--- Work to do ---
a - In the beer forum thread, which two companies does one poster recommend for making money from the food and beverage industry?
b - From the beer forum thread, print the stretch from "I just wish" through "like I did.".
c - Proceed with the beer forum thread, picking up after its last sentence.

--- Extract provided ---
****************
I just wish they'd re-introduce the JR Brickman signature series after turfing the founder a year or so ago. I'm assuming they nuked that series because they got rid of him - those were exceptionally good beers.

BTW, I bought stocks because I wanted to put my money where my mouth was - I liked the beer so much.

2011 May 31
Isn't buying a beer stock, based on the fact you like the beer, just like betting on a race horse because you like the name of the horse ?

Wanna make money for you, and your family, based on the food/beverage industry ? Try Cargill and Monsanto .... like I did.

Zym ... Look what we were both saying back in 2008 !

Link --> Forum - The End of Cheap Food


2011 May 31
Rickard's Red is actually generally well thought of for a macro in the beer snob world. My point was that drinkers will go from RR and Creemore to Unibroue and Flying Monkeys, but won't go from Unibroue and Flying Monkeys to RR and Creemore. The craft beer market knows what it's after, no amount of slick marketing will convince it to adopt existing premium brands from InBev or Coors. It will, however, push existing Blue and Canadian drinkers to Sleemans and Creemore and it's not a big jump from buying those to buying Beaus or DDC.
****************
Object pointing dataset rows:
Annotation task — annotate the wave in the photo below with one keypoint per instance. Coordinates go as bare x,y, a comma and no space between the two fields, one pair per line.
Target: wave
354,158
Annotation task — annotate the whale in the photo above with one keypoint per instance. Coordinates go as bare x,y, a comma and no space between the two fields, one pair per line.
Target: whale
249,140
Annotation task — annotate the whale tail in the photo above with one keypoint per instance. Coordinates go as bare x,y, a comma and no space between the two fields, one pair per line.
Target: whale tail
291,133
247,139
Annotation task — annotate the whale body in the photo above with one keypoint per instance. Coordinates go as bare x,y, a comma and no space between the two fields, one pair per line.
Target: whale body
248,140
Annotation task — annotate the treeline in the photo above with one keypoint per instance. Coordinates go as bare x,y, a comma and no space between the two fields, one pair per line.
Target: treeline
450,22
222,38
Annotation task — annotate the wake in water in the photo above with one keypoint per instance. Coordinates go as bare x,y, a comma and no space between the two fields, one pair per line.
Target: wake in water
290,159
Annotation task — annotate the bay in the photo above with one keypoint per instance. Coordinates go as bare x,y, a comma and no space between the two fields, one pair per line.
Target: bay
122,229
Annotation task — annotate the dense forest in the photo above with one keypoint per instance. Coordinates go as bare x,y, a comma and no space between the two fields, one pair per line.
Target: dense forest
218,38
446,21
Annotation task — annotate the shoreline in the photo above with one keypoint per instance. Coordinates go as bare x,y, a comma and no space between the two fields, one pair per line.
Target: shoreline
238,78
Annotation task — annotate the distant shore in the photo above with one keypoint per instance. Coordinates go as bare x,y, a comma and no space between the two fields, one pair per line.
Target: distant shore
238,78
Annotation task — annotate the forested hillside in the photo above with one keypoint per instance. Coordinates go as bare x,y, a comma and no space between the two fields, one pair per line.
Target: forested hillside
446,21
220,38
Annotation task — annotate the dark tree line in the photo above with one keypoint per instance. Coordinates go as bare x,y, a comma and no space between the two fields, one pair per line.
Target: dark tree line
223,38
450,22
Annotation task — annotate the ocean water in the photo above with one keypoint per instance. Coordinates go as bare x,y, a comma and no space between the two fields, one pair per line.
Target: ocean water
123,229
****************
--- Results by task ---
a - Cargill and Monsanto.

b -
I just wish they'd re-introduce the JR Brickman signature series after turfing the founder a year or so ago. I'm assuming they nuked that series because they got rid of him - those were exceptionally good beers.

BTW, I bought stocks because I wanted to put my money where my mouth was - I liked the beer so much.

2011 May 31
Isn't buying a beer stock, based on the fact you like the beer, just like betting on a race horse because you like the name of the horse ?

Wanna make money for you, and your family, based on the food/beverage industry ? Try Cargill and Monsanto .... like I did.

c -
2011 May 31
Did I say I bought it to make money Captain?

EDIT: as for Monsanto and Cargill - if I'm going to sell my soul to Satan, I'd really rather cut out the middleman.

2011 Jun 1
I think that there is no reason the big brewers should be able to create a decent product. I am a huge beer snob, but if the beer is good, I'd drink it. That said I prefer either dark beers, or very hoppy beers, so the mainstream doesn't normally fit into what I'm looking for anyway. A note on rickard's - its not the malt that makes it red - is the colouring they add. As a youngster I drank it too - and it also gave me big time headaches. Now I just stay away - for better or worse there are a lot of nice beers that would make great alternatives to anything marketed under the Rickard's umbrella.

2011 Jun 1
I think one of the taste differences I see with big vs small breweries is in the ingredients; various places I've looked online state that many big beers are made with rice and/or corn added to the barley, especially in pilsners and light lagers. With the volume needed, obviously the brewers would want something not too expensive. All-barley and darker beers can only taste really different, and it's personal palate as to which is better. But cheap ingredients can only produce a cheap taste. I don't know if you can do a stout with lower-quality ingredients that won't taste icky. (Off-Ireland Guinness may or may not be a case in point.)

Mind you, there are some big beers done with good ingredients that are light and fine for a summer afternoon, especially since it would be cheap. Myself, I don't tend to drink beer often, so I'll gladly pay a bit more for a bolder taste; I also seem to affection the darker styles, as was evident in my post about tasting 17 stouts and porters. :) So personal palate come in quite a bit, same as any other food.

This said, Rickard's Dark is somewhat different than their Red or White.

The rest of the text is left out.